Stated exercise =>
Pick up the news article on Google's new privacy policy after its last sentence and continue it.

Selected passage =>
━━━━━━━━━━━━━━━━━━━━━━━━━━━━━━

Google Rolls Out New Privacy Policy Amid Howls

March 1, 2012
Critics say the new policy gives Google an unprecedented ability to monitor its users.

Google rolled out its new privacy policy today allowing the firm to track users across various services to develop targeted advertising, despite sharp criticism from U.S. and European consumer advocacy groups.

Google contends the move simplifies and unifies its policies across its various services such as Gmail, YouTube, Android mobile systems, social networks and Internet search.

"The new policy doesn't change any existing privacy settings or how any personal information is shared outside of Google," Google privacy chief Alma Whitten said on the Google Blog Thursday.

But critics including European privacy agencies and U.S. consumer watchdogs argued the new policy, which offers no ability to opt out aside from refraining from signing into Google services, gives the Internet giant unprecedented ability to monitor its users.

"Calling this a 'privacy policy' is Orwellian doublespeak," said John Simpson of the U.S. advocacy group Consumer Watchdog.

"Google isn't telling you about protecting your privacy. Google is telling you how they will gather information about you on all its services, combine it in new ways and use the fat new digital dossiers to sell more ads. They're telling you how they plan to spy on you. It's a spy policy."

━━━━━━━━━━━━━━━━━━━━━━━━━━━━━━

Stored data =>
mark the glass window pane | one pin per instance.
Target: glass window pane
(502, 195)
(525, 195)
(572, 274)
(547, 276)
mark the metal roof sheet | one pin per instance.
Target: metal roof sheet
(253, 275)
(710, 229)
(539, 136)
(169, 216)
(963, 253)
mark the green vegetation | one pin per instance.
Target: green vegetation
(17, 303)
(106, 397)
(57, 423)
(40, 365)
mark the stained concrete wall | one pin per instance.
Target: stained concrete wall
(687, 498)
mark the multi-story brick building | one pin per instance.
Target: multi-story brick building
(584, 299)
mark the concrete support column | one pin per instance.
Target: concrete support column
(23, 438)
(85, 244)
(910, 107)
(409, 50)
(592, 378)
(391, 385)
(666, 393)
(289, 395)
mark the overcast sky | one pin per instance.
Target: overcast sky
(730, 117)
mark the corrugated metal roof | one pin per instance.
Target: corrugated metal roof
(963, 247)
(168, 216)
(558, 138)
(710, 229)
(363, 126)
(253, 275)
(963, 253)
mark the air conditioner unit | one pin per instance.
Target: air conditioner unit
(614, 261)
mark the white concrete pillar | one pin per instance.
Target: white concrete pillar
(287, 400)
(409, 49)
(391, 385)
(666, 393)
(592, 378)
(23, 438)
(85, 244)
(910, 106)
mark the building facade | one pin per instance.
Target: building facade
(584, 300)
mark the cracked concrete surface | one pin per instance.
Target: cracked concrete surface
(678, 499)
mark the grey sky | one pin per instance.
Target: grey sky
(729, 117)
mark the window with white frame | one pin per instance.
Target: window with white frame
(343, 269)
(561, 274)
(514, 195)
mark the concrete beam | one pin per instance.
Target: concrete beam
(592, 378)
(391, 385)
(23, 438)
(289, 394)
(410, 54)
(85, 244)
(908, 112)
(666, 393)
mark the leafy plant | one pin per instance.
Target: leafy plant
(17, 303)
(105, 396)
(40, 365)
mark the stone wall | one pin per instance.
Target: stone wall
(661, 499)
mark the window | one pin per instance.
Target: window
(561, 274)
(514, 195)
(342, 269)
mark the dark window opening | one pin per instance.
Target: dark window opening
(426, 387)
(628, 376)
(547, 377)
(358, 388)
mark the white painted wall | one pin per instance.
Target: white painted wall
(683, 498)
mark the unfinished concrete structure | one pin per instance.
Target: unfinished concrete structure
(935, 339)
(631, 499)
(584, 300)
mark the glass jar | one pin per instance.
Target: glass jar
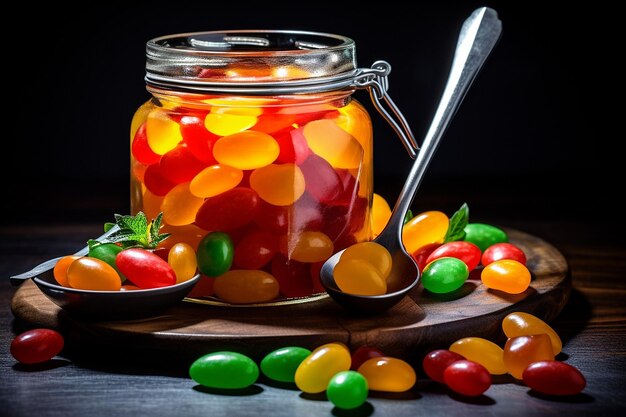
(258, 156)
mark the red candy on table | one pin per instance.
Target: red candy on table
(36, 346)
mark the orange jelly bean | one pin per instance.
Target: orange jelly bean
(246, 150)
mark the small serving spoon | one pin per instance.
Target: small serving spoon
(478, 36)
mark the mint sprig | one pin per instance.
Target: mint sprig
(458, 221)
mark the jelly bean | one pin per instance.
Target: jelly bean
(140, 149)
(521, 351)
(425, 228)
(156, 182)
(363, 354)
(93, 274)
(179, 165)
(246, 286)
(322, 181)
(554, 378)
(180, 206)
(436, 362)
(481, 351)
(381, 213)
(347, 390)
(465, 251)
(506, 275)
(281, 364)
(215, 254)
(388, 374)
(334, 144)
(293, 277)
(145, 269)
(444, 275)
(467, 378)
(309, 246)
(182, 259)
(421, 255)
(215, 180)
(36, 346)
(228, 211)
(60, 269)
(525, 324)
(359, 277)
(246, 150)
(163, 133)
(484, 235)
(198, 139)
(316, 371)
(503, 251)
(371, 252)
(225, 370)
(255, 250)
(280, 185)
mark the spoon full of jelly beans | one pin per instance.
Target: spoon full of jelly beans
(386, 254)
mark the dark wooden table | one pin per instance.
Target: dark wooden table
(122, 382)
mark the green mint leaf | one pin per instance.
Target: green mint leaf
(458, 221)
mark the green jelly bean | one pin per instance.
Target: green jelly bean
(347, 389)
(484, 235)
(444, 275)
(215, 254)
(225, 369)
(281, 364)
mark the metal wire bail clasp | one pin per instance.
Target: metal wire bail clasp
(376, 80)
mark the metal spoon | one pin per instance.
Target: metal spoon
(478, 36)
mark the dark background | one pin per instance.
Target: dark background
(526, 138)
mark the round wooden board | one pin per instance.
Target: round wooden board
(419, 322)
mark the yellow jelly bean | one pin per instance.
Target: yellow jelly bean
(246, 150)
(180, 206)
(215, 180)
(333, 143)
(482, 351)
(427, 227)
(388, 374)
(163, 133)
(381, 213)
(182, 259)
(359, 277)
(375, 254)
(316, 371)
(280, 185)
(246, 286)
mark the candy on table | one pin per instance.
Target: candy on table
(444, 275)
(481, 351)
(521, 351)
(347, 389)
(467, 378)
(225, 370)
(316, 371)
(281, 364)
(36, 346)
(506, 275)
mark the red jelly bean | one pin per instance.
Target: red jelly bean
(255, 250)
(554, 378)
(229, 210)
(179, 165)
(436, 362)
(467, 378)
(36, 346)
(140, 148)
(198, 139)
(503, 251)
(465, 251)
(144, 268)
(363, 354)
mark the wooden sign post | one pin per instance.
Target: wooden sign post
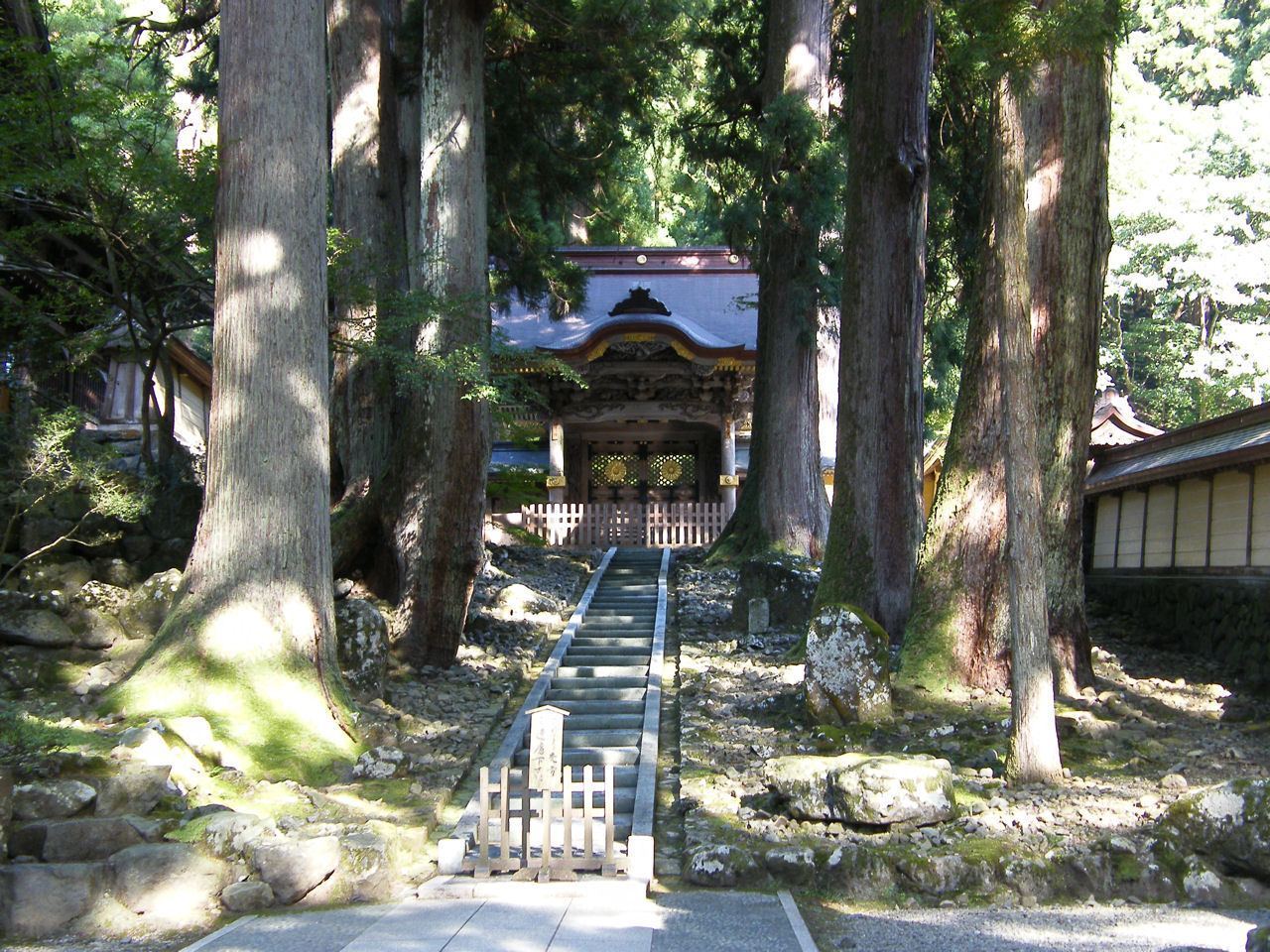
(547, 771)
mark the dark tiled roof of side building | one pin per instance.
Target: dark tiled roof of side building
(1238, 438)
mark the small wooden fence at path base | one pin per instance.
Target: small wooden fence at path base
(653, 525)
(506, 835)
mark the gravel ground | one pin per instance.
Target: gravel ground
(1072, 929)
(1155, 725)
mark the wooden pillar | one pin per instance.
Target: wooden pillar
(728, 463)
(556, 461)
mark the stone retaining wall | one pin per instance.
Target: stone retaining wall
(1225, 620)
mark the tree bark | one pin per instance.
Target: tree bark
(784, 504)
(1033, 737)
(1067, 127)
(435, 503)
(368, 209)
(876, 520)
(249, 643)
(957, 633)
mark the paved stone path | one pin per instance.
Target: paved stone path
(529, 918)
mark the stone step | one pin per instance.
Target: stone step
(598, 707)
(598, 682)
(603, 671)
(592, 652)
(574, 660)
(602, 721)
(593, 756)
(621, 643)
(557, 694)
(599, 738)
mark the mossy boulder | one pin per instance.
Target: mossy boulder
(1228, 824)
(865, 788)
(149, 604)
(362, 644)
(789, 585)
(847, 666)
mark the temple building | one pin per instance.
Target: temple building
(658, 403)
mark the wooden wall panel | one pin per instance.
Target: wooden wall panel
(1261, 517)
(1159, 543)
(1133, 508)
(1229, 538)
(1192, 524)
(1105, 529)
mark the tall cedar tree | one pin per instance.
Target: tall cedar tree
(368, 211)
(434, 506)
(1007, 301)
(784, 506)
(876, 518)
(249, 643)
(957, 631)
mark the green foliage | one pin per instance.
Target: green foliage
(26, 742)
(49, 458)
(1187, 330)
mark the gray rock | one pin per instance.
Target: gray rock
(40, 898)
(792, 865)
(1228, 824)
(760, 617)
(860, 873)
(137, 788)
(294, 869)
(231, 834)
(94, 627)
(362, 643)
(100, 595)
(935, 875)
(93, 838)
(720, 866)
(865, 788)
(149, 603)
(789, 585)
(39, 627)
(246, 896)
(51, 800)
(116, 571)
(171, 883)
(67, 576)
(847, 666)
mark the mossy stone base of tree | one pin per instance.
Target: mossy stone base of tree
(847, 666)
(271, 716)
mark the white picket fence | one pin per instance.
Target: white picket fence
(625, 524)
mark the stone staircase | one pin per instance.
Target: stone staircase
(606, 673)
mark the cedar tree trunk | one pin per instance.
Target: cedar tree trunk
(1033, 738)
(368, 211)
(876, 520)
(1067, 126)
(435, 502)
(957, 633)
(249, 644)
(784, 504)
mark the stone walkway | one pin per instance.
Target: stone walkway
(531, 918)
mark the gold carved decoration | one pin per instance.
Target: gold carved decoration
(615, 471)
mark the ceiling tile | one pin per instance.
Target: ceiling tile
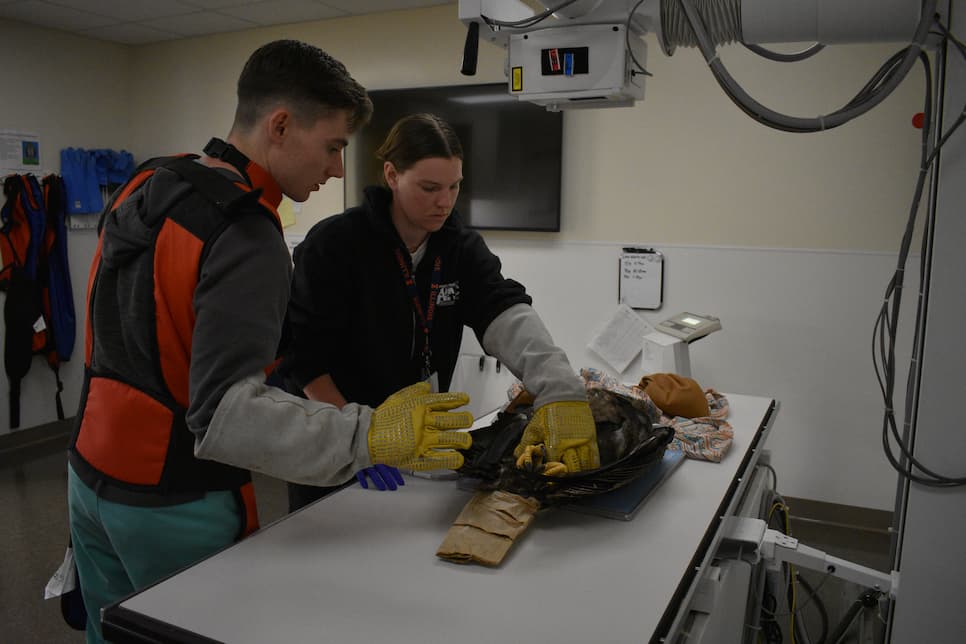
(129, 10)
(130, 33)
(374, 6)
(45, 14)
(197, 24)
(278, 12)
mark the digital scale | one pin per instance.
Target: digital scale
(689, 326)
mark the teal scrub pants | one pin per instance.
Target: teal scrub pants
(120, 549)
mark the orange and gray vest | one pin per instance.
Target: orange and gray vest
(131, 443)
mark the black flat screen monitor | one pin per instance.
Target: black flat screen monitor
(511, 153)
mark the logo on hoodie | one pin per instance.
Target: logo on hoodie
(448, 295)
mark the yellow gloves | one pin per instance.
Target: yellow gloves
(568, 432)
(409, 429)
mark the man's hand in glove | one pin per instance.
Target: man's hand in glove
(384, 477)
(567, 433)
(411, 429)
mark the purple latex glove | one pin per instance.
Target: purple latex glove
(383, 477)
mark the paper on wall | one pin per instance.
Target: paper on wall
(621, 338)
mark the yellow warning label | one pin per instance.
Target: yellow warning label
(516, 79)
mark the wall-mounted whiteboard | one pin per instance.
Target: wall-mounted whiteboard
(641, 278)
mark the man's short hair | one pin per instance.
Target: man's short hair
(304, 79)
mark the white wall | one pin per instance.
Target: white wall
(736, 207)
(72, 92)
(796, 326)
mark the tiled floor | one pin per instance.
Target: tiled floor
(33, 534)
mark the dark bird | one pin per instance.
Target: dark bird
(508, 497)
(628, 441)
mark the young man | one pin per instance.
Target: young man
(186, 301)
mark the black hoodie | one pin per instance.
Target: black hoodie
(352, 317)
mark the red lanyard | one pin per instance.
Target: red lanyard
(425, 319)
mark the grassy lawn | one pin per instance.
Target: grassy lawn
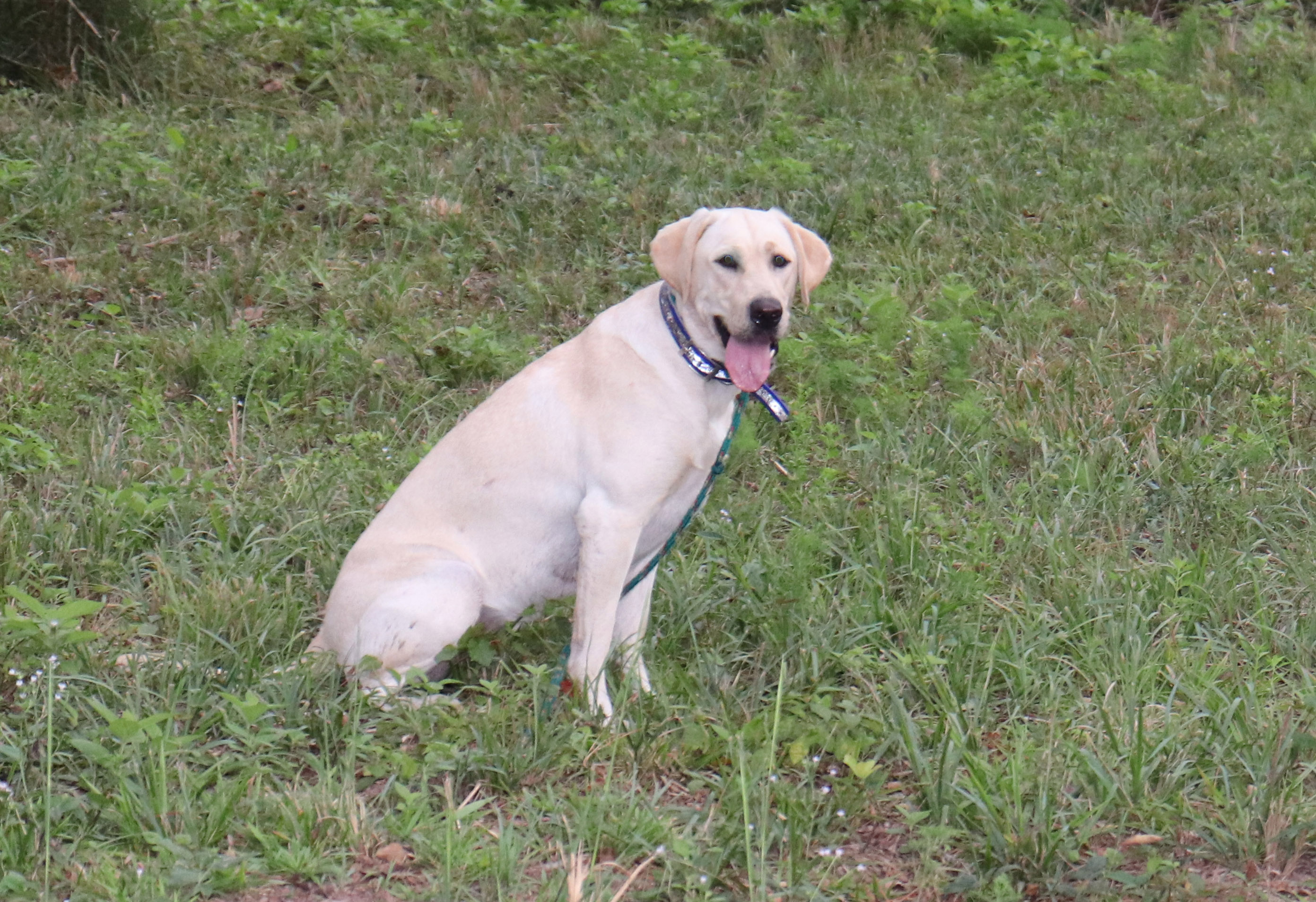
(1018, 605)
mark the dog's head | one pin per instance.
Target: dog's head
(735, 274)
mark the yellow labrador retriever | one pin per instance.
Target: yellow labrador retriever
(574, 473)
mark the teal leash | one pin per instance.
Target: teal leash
(560, 672)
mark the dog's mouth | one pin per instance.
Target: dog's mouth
(725, 335)
(723, 332)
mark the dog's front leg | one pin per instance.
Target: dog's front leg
(628, 634)
(609, 536)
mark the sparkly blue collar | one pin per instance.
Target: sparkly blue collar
(711, 369)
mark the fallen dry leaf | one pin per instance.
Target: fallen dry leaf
(394, 854)
(441, 207)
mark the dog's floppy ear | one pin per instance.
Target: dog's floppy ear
(673, 249)
(814, 256)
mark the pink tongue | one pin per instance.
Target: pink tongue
(748, 364)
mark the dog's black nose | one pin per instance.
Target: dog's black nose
(765, 314)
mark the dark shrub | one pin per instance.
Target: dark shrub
(66, 41)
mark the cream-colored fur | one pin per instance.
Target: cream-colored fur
(573, 474)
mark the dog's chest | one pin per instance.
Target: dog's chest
(685, 491)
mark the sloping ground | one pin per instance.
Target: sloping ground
(1028, 575)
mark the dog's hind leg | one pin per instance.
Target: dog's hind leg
(628, 632)
(415, 619)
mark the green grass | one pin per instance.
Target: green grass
(1029, 572)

━━━━━━━━━━━━━━━━━━━━━━━━━━━━━━

Response for this exercise =>
A coalition of European and U.S. consumer advocacy groups made a last-ditch appeal to Internet search and advertising giant Google on Wednesday to delay the changes.

In a joint letter to Google chief executive Larry Page, the Trans Atlantic Consumer Dialogue urged Google to delay implementation of the changes, saying it would "combine data from all of your services... into a single profile without user consent and without any meaningful opportunity for users to opt-out."

The French consumer data protection agency CNIL warned this week that Google may be in violation of European privacy norms.

"The CNIL and the EU data protection authorities are deeply concerned about the combination of personal data across services: They have strong doubts about the lawfulness and fairness of such processing," a letter from the French agency said.

U.S. Federal Trade Commission chairman Jon Leibowitz has said Google is forcing users to make a "brutal choice" -- ending its use of the service or complying with the new monitoring scheme.

The Electronic Privacy Information Center said it is appealing a judge's ruling that dismissed its legal challenge to Google's privacy policy. The group says Google is violating a settlement it reached with the FTC requiring the company to protect user data.

Technology analyst Shelly Palmer said Google had gone too far in the new policy.

"I don't think any single thought about the aggregation of data or the use of technology has ever made me as uncomfortable as this announcement," Palmer said in a recent blog post.

"On its best day, with every ounce of technology the U.S. government could muster, it could not know a fraction as much about any of us as Google does now."

Google announced in January it was revising its privacy policies and changing how it uses data from users of its services to provide more personalized search results and advertisements.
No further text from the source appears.